— Information given —
▬▬▬▬▬▬

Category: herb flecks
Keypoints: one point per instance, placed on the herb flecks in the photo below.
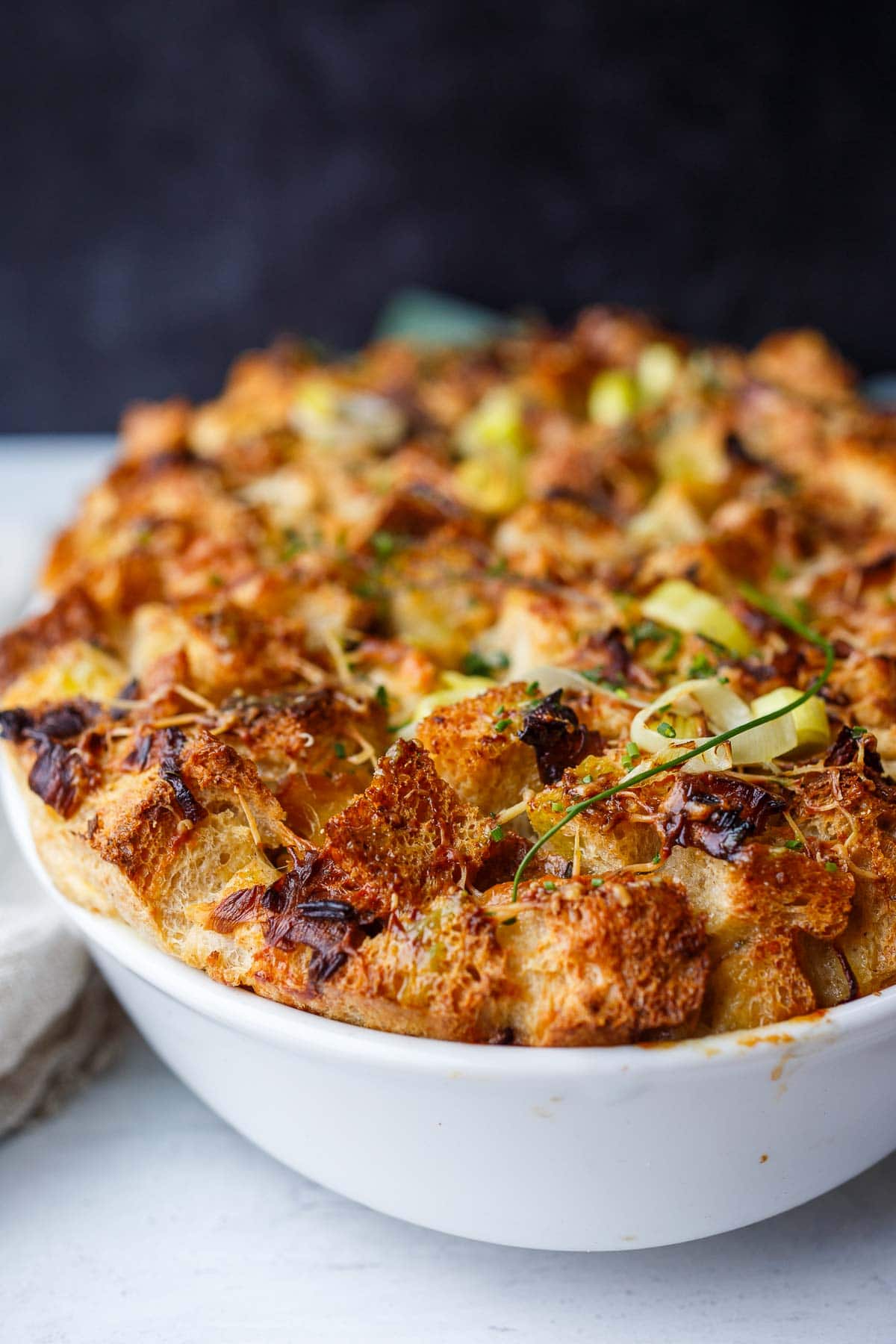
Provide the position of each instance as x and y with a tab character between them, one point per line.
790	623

▬▬▬▬▬▬

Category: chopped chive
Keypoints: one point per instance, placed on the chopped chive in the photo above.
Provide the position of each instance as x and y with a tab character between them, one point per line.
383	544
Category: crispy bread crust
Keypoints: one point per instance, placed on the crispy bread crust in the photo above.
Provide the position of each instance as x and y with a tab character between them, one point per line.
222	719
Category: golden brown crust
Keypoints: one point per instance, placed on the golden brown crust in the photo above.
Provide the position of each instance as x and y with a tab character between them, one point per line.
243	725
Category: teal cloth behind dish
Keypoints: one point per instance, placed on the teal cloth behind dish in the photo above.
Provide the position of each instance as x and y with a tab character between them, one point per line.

▬▬▬▬▬▬

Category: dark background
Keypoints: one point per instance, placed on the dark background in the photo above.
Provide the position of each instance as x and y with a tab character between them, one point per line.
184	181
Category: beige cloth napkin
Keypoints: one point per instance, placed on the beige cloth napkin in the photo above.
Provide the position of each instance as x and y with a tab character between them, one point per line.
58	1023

▬▬▬▬▬▬

— Brief —
Please pull out each of the lines above that contains the string "behind", matching case exactly.

— Written answer —
Category: teal cloth behind dish
Keypoints: one point per instance, placed on the teal cloth behind dish in the photo above.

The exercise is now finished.